[Data excerpts]
#####

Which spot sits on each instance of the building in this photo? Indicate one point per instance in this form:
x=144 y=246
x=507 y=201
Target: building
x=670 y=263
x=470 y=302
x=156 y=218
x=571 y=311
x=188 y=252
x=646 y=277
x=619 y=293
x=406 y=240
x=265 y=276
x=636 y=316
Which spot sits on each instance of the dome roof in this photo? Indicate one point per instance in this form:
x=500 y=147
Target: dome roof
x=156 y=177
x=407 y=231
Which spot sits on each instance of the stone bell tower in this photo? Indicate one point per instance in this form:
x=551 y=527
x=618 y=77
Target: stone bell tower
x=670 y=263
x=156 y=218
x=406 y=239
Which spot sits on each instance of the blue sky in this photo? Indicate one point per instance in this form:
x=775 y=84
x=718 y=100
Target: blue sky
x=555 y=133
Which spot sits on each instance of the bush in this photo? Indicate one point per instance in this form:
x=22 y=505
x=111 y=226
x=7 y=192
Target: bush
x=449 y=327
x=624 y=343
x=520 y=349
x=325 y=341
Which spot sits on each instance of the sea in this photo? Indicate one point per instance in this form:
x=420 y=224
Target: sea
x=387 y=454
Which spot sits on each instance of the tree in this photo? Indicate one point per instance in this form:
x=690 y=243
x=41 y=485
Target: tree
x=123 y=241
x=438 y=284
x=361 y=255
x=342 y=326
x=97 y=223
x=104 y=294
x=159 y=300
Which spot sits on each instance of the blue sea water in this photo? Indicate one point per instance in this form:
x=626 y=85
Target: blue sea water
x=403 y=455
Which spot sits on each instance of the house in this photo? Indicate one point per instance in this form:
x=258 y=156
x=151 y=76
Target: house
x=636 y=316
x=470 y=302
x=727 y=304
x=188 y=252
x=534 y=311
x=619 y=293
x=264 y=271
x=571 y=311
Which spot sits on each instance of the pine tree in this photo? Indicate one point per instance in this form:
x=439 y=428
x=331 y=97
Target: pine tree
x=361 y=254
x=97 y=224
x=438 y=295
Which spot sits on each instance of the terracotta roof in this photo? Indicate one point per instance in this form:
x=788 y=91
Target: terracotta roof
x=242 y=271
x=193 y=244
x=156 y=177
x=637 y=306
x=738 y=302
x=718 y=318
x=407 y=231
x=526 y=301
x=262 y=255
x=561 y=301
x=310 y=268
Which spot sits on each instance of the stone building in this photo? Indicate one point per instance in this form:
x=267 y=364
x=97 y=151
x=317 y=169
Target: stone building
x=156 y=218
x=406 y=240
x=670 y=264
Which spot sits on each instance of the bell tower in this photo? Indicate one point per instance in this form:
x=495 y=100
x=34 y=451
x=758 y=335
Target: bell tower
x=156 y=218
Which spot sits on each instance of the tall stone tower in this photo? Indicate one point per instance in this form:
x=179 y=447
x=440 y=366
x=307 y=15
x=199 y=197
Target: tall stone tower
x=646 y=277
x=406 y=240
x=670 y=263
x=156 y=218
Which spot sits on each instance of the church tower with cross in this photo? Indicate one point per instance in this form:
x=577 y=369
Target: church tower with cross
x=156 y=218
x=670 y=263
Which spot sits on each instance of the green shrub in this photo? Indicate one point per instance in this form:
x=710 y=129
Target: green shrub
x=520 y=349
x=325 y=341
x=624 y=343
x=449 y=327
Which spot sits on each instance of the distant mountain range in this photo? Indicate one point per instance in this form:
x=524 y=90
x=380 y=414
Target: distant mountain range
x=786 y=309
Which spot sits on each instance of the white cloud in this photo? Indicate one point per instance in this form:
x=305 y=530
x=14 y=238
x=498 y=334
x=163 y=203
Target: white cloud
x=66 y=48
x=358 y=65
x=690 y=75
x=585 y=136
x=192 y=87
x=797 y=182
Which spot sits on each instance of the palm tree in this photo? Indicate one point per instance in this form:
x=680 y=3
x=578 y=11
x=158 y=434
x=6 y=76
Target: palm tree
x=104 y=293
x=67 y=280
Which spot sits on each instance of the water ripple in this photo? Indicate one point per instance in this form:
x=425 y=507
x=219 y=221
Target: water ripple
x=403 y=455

#####

# Task requirements
Set all the data down again, exactly as it reads above.

# Result below
Which spot sits on each instance of the building in this photo? Indicate one point per instance in this form:
x=144 y=246
x=507 y=201
Target: building
x=670 y=263
x=470 y=302
x=156 y=218
x=571 y=311
x=188 y=252
x=646 y=277
x=619 y=293
x=406 y=240
x=265 y=276
x=636 y=316
Which spot sits on each instance of the dome roof in this photo? Indicate one point per instance in this form:
x=500 y=147
Target: dome roof
x=156 y=177
x=407 y=231
Which spot sits on each instance of the stone bell tower in this photo? Indicate one point per instance in this form:
x=551 y=527
x=618 y=77
Target: stone bell tower
x=670 y=263
x=156 y=218
x=406 y=239
Which spot sits on each instance of the blue sky in this photo? Indicate one point per instance in this form:
x=775 y=84
x=718 y=100
Target: blue sky
x=555 y=133
Which spot sits on each instance of the bush in this photo? Indicate one point per instance in this form:
x=22 y=505
x=111 y=226
x=7 y=192
Target: bush
x=449 y=327
x=624 y=343
x=520 y=349
x=325 y=341
Which spot sits on each instance of the sea in this photo? Indicate one point per instance in this form:
x=420 y=224
Target: sea
x=387 y=454
Which spot sits on each instance of the tree in this photo? Indicate one point per instance in this form:
x=690 y=243
x=41 y=485
Target: tree
x=123 y=241
x=438 y=284
x=361 y=255
x=342 y=326
x=97 y=223
x=104 y=294
x=159 y=300
Which spot sits on each instance of the blue sea water in this photo? Indicate one point per instance in this form:
x=626 y=85
Target: blue sea water
x=403 y=455
Which spot sits on each instance of the house in this photo? Indicate one point per instance in this form:
x=258 y=156
x=151 y=76
Target: house
x=636 y=316
x=470 y=302
x=727 y=304
x=188 y=252
x=534 y=311
x=619 y=293
x=264 y=271
x=571 y=311
Which spot sits on each instance of the pine tree in this photo? Indicate one point per instance in this form:
x=439 y=428
x=331 y=97
Target: pine tree
x=361 y=254
x=97 y=224
x=438 y=295
Which spot sits on each instance of the terracotta roof in this photo? Indicate one point per instance in this form:
x=788 y=91
Target: terracotta roof
x=242 y=271
x=193 y=244
x=156 y=177
x=637 y=306
x=738 y=302
x=718 y=318
x=407 y=231
x=526 y=301
x=262 y=255
x=561 y=301
x=310 y=268
Which spot sits on each instance of the stone building in this photo? Indicate one point per instance in this form:
x=267 y=364
x=97 y=151
x=317 y=169
Target: stone building
x=156 y=218
x=406 y=240
x=670 y=264
Which spot sits on each instance of the bell tower in this photo? Indicate one point per instance in this form:
x=495 y=100
x=34 y=451
x=758 y=335
Target: bell tower
x=156 y=218
Which spot sits on each instance of the tall stone tower in this photo? Indicate one point per instance in this form:
x=179 y=447
x=440 y=366
x=307 y=15
x=199 y=197
Target: tall stone tower
x=646 y=277
x=406 y=240
x=670 y=263
x=156 y=218
Which spot sits on each instance of the church tower with cross in this photo? Indicate one point per instance in this form:
x=577 y=369
Target: church tower with cross
x=156 y=218
x=670 y=263
Which spot sits on each instance of the green shrub in this photo? Indicate one point per instance in this form:
x=710 y=129
Target: green shrub
x=520 y=349
x=325 y=341
x=624 y=343
x=449 y=327
Which spot sits on each instance of the distant mountain range in this photo? Indicate one point per instance in this form:
x=524 y=90
x=380 y=414
Target: distant mountain range
x=786 y=309
Which spot sits on each instance of the white cloud in this photo? Indicate one point per instance in this form:
x=305 y=530
x=14 y=238
x=498 y=334
x=163 y=203
Target: white cloud
x=66 y=48
x=358 y=65
x=690 y=75
x=585 y=136
x=192 y=87
x=797 y=182
Which spot sits on each instance of the palm tree in this photo? Indicate one point per instance in this form:
x=680 y=3
x=578 y=11
x=158 y=434
x=6 y=76
Target: palm tree
x=104 y=293
x=67 y=280
Which spot sits on each instance of the water ripple in this photo? Indicate one point per instance in this form:
x=425 y=507
x=219 y=221
Target: water ripple
x=403 y=455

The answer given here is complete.